==== Records provided ====
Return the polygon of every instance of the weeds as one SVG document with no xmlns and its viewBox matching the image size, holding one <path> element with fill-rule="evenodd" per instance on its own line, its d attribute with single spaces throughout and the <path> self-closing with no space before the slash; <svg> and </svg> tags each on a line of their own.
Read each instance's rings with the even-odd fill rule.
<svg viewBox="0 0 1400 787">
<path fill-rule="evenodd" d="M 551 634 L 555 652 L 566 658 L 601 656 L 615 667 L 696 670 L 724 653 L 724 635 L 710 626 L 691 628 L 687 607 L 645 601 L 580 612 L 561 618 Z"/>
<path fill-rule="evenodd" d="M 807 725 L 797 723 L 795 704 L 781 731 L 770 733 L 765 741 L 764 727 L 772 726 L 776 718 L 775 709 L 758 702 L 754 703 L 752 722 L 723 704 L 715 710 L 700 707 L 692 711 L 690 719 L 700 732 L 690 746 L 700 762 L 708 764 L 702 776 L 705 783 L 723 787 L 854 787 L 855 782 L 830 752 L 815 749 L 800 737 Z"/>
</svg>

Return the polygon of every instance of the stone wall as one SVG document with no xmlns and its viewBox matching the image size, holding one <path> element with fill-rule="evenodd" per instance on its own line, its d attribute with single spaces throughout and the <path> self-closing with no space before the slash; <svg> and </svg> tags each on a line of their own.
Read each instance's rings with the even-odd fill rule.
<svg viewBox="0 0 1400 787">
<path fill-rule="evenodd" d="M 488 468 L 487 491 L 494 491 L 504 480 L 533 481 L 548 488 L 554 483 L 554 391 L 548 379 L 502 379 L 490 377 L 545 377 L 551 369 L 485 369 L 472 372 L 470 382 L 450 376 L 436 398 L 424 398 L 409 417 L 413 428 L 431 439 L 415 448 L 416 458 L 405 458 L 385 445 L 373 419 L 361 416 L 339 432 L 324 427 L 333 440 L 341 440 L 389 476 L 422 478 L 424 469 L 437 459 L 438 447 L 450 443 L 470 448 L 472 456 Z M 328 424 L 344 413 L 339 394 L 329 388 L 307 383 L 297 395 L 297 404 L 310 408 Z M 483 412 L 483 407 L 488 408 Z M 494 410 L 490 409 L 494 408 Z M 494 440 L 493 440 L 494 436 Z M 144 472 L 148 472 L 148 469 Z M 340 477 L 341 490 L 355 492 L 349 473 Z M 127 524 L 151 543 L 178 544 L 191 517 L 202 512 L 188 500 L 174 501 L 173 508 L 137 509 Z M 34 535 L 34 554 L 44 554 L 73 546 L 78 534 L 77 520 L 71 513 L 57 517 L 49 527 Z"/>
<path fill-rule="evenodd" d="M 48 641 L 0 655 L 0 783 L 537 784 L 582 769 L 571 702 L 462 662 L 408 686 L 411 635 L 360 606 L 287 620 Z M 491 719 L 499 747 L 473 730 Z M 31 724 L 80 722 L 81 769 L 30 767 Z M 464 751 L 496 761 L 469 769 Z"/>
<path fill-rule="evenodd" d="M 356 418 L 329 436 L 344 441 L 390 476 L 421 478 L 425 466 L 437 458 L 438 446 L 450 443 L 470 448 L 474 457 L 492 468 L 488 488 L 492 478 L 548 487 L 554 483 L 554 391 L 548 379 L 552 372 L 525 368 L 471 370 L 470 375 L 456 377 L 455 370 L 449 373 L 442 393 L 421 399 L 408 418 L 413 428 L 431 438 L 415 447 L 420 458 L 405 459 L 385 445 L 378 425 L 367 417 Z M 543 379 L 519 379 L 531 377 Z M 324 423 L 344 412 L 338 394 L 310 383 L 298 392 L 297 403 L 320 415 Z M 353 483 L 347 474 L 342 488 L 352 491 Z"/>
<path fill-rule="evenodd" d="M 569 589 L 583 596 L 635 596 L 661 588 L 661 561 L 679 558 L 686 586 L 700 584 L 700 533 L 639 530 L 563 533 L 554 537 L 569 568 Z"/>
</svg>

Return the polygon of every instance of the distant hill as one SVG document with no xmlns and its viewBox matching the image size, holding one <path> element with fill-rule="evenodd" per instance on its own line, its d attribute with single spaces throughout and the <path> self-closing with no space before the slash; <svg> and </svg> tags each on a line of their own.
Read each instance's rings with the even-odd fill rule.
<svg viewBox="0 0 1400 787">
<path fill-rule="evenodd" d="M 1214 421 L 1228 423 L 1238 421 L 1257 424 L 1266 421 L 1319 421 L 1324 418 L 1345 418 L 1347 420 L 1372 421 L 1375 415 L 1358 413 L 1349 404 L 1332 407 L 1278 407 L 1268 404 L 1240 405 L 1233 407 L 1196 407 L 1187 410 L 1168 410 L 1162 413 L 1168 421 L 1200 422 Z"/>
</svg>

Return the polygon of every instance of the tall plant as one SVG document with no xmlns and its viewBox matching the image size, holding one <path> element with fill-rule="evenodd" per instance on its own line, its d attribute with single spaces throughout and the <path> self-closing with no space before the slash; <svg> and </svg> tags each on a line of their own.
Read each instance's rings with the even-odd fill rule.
====
Task item. From the records above, please extract every line and repeat it exactly.

Output of the exercise.
Return the polygon of every instance of the weeds as one SVG document with no xmlns and its viewBox matching the image size, holding one <path> element with fill-rule="evenodd" per instance on its own line, its d attribute with single spaces throughout and the <path> self-closing with no space before the slash; <svg> and </svg> tags each on a line of their own.
Read each instance's rings with the even-odd fill rule.
<svg viewBox="0 0 1400 787">
<path fill-rule="evenodd" d="M 551 634 L 555 652 L 566 658 L 601 656 L 615 667 L 696 670 L 724 653 L 724 635 L 710 626 L 691 628 L 687 607 L 645 601 L 580 612 L 561 618 Z"/>
<path fill-rule="evenodd" d="M 807 725 L 797 723 L 795 704 L 781 731 L 770 733 L 765 741 L 764 727 L 772 726 L 776 718 L 775 709 L 758 702 L 754 703 L 752 722 L 723 704 L 715 710 L 700 707 L 692 711 L 690 719 L 700 732 L 690 746 L 700 762 L 708 764 L 702 776 L 705 783 L 723 787 L 854 787 L 855 782 L 830 752 L 815 749 L 800 737 Z"/>
</svg>

Return the polygon of every instance of the stone wall as one SVG document with no xmlns and its viewBox matching the image size, holding one <path> element with fill-rule="evenodd" per instance on its own line, its d attribute with single spaces throughout and the <path> self-closing with no space before the slash; <svg> and </svg> tags each on a line of their own.
Read each instance's rings with the even-odd fill rule.
<svg viewBox="0 0 1400 787">
<path fill-rule="evenodd" d="M 488 468 L 487 491 L 494 491 L 504 480 L 533 481 L 548 488 L 554 483 L 554 391 L 548 379 L 502 379 L 490 377 L 545 377 L 551 369 L 485 369 L 472 372 L 470 382 L 450 376 L 436 398 L 424 398 L 409 417 L 413 428 L 431 439 L 415 448 L 416 458 L 405 458 L 385 445 L 373 419 L 361 416 L 339 432 L 324 427 L 333 440 L 341 440 L 389 476 L 422 478 L 424 469 L 437 459 L 438 447 L 450 443 L 470 448 L 472 456 Z M 328 424 L 344 413 L 339 394 L 329 388 L 307 383 L 297 395 L 297 404 L 310 408 Z M 483 412 L 483 407 L 488 408 Z M 494 410 L 490 409 L 494 408 Z M 494 440 L 493 440 L 494 436 Z M 144 472 L 148 472 L 148 469 Z M 340 477 L 341 490 L 355 492 L 349 473 Z M 127 524 L 151 543 L 178 544 L 191 517 L 202 512 L 188 500 L 174 501 L 173 508 L 137 509 Z M 34 535 L 34 554 L 44 554 L 73 546 L 78 534 L 77 520 L 71 513 L 57 517 L 49 527 Z"/>
<path fill-rule="evenodd" d="M 48 641 L 0 655 L 0 783 L 537 784 L 582 769 L 571 702 L 462 662 L 408 686 L 411 635 L 360 606 L 287 620 Z M 491 719 L 499 747 L 473 730 Z M 31 724 L 80 722 L 81 769 L 30 767 Z M 464 751 L 496 761 L 469 769 Z"/>
<path fill-rule="evenodd" d="M 356 418 L 329 436 L 344 441 L 390 476 L 421 478 L 425 466 L 437 458 L 438 446 L 450 443 L 470 448 L 474 457 L 492 468 L 488 488 L 492 478 L 548 487 L 554 483 L 554 391 L 548 379 L 552 372 L 525 368 L 471 370 L 470 375 L 456 377 L 455 370 L 449 373 L 442 393 L 421 399 L 408 418 L 413 428 L 431 438 L 415 447 L 420 458 L 405 459 L 385 445 L 378 425 L 367 417 Z M 543 379 L 519 379 L 531 377 Z M 324 423 L 344 412 L 338 394 L 310 383 L 298 392 L 297 403 L 320 415 Z M 353 483 L 347 474 L 342 488 L 352 491 Z"/>
<path fill-rule="evenodd" d="M 569 589 L 583 596 L 635 596 L 661 588 L 661 561 L 679 558 L 686 586 L 700 584 L 700 533 L 639 530 L 563 533 L 554 537 L 569 568 Z"/>
</svg>

Return the polygon of every instance of the distant hill as one SVG document with no xmlns and its viewBox matching the image size, holding one <path> element with fill-rule="evenodd" per instance on its own line, its d attribute with single spaces throughout and the <path> self-closing with no space before the slash; <svg> and </svg> tags each on a line of their own.
Read each instance's rings with the even-odd fill rule.
<svg viewBox="0 0 1400 787">
<path fill-rule="evenodd" d="M 1214 421 L 1228 423 L 1238 421 L 1257 424 L 1266 421 L 1319 421 L 1324 418 L 1345 418 L 1347 420 L 1372 421 L 1375 415 L 1358 413 L 1349 404 L 1332 407 L 1278 407 L 1268 404 L 1240 405 L 1233 407 L 1196 407 L 1187 410 L 1168 410 L 1162 413 L 1168 421 L 1200 422 Z"/>
</svg>

Return the polygon of every instance of the tall plant as one SVG document with no xmlns and its viewBox matching the image size, holding one <path> element with fill-rule="evenodd" per instance on its own line, its d attribute with single spaces throughout and the <path> self-closing with no space before the slash; <svg> and </svg> tags each on a line of their own.
Read each instance's rings with the even-odd fill rule.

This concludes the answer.